▸ **Requirements**: Starting with the line that contains "Please put a point on the black trousers", write out each line through the end of the listing, unchanged. Output nothing else.

▸ **Material for this task**:
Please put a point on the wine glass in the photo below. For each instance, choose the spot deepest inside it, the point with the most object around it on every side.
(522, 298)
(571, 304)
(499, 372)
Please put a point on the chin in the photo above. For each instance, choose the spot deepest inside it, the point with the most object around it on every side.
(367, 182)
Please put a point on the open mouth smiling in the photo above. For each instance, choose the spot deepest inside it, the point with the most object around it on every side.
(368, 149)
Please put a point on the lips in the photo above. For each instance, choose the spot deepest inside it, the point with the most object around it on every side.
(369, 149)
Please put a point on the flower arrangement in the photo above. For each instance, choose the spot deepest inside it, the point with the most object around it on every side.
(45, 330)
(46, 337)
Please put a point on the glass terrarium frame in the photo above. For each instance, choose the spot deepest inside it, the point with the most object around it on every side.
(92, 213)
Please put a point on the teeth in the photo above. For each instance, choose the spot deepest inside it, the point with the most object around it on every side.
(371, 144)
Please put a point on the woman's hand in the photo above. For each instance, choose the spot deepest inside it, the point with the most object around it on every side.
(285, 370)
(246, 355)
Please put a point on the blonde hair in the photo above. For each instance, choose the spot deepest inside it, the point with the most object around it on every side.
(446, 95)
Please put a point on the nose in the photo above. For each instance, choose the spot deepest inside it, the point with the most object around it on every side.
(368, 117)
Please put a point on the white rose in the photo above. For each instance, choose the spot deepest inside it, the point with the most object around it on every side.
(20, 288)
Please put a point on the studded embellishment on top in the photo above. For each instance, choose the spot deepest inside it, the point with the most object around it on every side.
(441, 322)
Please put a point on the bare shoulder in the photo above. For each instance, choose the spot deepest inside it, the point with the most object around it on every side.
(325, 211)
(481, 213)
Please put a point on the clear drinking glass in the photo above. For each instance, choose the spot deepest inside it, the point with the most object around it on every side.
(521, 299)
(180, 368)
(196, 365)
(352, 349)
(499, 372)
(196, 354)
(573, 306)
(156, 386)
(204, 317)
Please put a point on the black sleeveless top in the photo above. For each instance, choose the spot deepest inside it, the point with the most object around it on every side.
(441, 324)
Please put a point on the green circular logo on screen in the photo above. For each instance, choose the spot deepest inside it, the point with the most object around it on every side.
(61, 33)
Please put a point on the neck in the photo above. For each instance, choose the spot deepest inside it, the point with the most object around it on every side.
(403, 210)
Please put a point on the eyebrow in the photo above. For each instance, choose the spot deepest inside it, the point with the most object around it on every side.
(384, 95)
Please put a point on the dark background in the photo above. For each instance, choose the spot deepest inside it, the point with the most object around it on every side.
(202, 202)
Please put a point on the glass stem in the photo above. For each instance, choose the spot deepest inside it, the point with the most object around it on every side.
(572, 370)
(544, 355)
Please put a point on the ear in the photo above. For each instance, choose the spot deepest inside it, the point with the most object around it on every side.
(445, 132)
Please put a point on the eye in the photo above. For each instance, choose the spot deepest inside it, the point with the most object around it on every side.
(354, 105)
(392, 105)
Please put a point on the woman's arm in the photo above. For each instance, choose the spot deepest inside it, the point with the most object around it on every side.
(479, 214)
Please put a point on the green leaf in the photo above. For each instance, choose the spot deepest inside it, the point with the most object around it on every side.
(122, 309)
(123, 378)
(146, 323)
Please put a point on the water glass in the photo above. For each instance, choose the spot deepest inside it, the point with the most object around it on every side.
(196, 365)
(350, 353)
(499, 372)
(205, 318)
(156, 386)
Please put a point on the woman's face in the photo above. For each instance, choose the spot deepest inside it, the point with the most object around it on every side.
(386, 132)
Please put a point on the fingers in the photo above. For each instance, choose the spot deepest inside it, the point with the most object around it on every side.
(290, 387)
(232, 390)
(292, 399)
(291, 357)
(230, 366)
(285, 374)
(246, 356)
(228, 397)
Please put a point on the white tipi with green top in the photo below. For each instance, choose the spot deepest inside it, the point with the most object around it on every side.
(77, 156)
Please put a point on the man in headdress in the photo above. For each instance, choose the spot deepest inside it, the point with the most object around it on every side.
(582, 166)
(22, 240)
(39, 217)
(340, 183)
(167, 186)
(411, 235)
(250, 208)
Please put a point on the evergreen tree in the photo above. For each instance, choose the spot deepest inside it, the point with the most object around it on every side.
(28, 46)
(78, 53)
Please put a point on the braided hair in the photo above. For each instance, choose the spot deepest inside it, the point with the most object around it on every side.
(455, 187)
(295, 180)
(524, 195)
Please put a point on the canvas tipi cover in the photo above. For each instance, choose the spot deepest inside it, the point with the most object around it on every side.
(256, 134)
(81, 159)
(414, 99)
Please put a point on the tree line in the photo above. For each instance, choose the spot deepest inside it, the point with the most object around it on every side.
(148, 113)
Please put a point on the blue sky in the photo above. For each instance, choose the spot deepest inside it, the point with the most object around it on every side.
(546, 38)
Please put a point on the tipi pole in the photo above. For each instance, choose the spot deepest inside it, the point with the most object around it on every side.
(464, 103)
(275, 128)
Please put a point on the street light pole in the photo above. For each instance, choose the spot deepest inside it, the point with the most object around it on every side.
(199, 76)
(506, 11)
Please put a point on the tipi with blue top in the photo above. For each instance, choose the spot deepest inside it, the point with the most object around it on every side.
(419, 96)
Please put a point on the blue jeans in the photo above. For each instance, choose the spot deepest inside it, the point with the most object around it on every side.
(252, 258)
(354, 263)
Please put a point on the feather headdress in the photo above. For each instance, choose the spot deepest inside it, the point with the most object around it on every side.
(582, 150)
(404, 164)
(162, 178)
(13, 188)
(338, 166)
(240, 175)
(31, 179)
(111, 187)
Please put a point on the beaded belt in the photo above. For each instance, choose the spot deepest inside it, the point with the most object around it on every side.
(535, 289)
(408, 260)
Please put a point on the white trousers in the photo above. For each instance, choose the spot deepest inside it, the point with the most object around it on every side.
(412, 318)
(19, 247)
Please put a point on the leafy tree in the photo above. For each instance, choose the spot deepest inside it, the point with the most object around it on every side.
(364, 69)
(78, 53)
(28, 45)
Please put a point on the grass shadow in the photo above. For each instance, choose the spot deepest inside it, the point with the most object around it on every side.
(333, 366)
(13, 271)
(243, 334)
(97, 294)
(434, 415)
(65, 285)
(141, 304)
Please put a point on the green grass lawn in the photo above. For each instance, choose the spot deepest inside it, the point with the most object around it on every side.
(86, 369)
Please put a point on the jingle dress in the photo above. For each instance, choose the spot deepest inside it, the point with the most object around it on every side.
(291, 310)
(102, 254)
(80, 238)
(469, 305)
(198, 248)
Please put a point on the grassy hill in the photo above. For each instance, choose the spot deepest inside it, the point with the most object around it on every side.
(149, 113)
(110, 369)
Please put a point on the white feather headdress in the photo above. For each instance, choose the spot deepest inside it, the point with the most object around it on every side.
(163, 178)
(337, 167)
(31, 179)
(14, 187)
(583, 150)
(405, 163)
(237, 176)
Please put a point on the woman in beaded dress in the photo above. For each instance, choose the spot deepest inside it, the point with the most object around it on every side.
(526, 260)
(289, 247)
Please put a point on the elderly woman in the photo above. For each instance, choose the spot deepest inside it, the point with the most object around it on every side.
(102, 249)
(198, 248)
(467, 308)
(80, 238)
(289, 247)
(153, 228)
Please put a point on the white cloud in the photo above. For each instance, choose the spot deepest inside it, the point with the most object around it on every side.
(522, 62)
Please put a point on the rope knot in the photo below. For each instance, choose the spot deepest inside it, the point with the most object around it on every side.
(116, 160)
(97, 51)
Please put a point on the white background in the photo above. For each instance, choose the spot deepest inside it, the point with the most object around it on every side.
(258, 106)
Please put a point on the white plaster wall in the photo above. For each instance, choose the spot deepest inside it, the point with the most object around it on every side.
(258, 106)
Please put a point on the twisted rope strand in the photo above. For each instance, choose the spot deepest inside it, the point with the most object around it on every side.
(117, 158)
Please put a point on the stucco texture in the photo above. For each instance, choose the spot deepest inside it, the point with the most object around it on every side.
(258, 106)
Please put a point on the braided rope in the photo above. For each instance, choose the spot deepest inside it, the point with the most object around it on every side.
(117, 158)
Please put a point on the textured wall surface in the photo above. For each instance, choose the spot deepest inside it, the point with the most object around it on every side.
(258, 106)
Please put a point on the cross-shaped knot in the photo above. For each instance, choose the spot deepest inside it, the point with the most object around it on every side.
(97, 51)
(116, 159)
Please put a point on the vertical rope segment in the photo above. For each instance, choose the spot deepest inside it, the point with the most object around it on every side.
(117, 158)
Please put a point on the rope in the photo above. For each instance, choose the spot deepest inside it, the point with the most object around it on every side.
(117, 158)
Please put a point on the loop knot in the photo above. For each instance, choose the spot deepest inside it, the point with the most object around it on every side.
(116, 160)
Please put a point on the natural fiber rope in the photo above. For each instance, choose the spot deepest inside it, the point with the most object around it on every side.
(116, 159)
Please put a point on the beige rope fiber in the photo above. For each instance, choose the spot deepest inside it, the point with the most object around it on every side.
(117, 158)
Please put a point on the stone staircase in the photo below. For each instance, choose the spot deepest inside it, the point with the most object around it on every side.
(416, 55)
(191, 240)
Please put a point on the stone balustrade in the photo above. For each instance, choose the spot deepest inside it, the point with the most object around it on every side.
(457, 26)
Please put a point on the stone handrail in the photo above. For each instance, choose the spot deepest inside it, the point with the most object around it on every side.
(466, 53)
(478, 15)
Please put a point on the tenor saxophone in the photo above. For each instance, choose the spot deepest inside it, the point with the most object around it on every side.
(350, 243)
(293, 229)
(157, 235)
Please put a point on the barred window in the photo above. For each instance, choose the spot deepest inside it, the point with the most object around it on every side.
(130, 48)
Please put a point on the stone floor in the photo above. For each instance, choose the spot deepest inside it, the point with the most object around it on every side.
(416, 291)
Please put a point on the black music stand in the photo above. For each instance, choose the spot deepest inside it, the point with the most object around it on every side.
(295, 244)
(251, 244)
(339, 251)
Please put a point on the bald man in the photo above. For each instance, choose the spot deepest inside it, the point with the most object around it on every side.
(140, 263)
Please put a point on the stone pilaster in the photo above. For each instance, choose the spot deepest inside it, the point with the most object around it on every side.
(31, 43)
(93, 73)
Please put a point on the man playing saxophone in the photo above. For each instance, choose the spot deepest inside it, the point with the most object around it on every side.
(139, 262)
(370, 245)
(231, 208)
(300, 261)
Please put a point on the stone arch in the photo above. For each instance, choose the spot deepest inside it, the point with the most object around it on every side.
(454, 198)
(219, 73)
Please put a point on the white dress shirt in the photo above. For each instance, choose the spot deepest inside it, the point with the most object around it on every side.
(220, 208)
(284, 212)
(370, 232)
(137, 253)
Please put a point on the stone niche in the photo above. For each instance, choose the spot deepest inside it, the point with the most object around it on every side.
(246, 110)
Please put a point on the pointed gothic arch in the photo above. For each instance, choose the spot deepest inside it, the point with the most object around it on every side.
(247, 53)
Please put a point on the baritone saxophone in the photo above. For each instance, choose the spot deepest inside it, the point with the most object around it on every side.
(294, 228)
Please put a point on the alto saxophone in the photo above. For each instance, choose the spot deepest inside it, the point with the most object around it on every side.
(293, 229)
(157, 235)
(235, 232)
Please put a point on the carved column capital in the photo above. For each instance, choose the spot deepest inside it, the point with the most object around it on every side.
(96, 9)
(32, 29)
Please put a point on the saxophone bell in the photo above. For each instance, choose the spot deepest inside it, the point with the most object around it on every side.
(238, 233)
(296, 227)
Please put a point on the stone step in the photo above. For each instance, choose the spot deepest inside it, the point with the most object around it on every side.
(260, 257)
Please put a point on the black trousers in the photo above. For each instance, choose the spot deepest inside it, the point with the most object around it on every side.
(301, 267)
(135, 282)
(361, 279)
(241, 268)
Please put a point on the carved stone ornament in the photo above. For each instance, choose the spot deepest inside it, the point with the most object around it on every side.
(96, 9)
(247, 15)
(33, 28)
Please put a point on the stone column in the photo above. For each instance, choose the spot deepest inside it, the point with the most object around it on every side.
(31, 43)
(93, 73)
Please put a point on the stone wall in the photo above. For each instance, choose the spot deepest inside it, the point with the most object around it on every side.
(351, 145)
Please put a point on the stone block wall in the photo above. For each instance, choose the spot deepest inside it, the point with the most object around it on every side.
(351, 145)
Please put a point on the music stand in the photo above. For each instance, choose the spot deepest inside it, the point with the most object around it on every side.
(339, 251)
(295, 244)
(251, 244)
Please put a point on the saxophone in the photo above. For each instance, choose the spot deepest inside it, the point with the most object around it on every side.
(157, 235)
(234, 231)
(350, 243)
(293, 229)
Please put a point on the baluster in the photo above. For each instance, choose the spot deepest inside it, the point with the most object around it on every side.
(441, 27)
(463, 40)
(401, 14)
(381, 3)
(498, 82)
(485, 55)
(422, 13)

▸ **Exercise response**:
Please put a point on the black trousers in the photo above. For each instance, choose the spot deepest inside it, the point with the most object around it on every side.
(301, 267)
(135, 282)
(361, 279)
(241, 268)
Please put a point on the carved stone ornament in the photo above. For each instance, choose the spot deepest inside it, the point with the most object around it on every side.
(96, 9)
(247, 15)
(33, 28)
Please put a point on the stone column in the photo above. For each instance, choose the spot deepest inside it, the point with the most object around it on every side.
(31, 43)
(93, 73)
Please put a point on the stone wall in the photo above. For each instance, choose the spot deepest inside it, the point with the most object around it on every side.
(351, 145)
Please put a point on the stone block wall in the photo above. For each instance, choose the spot deepest inside it, the point with the most object around it on every side.
(351, 145)
Please put a point on the music stand in the photo above. For each instance, choose the spot deepest inside it, the point with the most object around it on every side.
(339, 251)
(295, 244)
(251, 244)
Please put a point on the saxophone in the photo above. For each instance, choose the spot deepest inside it, the point with the most object around it on every side.
(157, 235)
(234, 231)
(350, 243)
(293, 229)
Please put a point on the baluster in the photo above. For each instance, choose the spot deepest inside it, the point with the most object around it on every side.
(441, 27)
(463, 40)
(401, 14)
(381, 3)
(498, 82)
(485, 55)
(422, 13)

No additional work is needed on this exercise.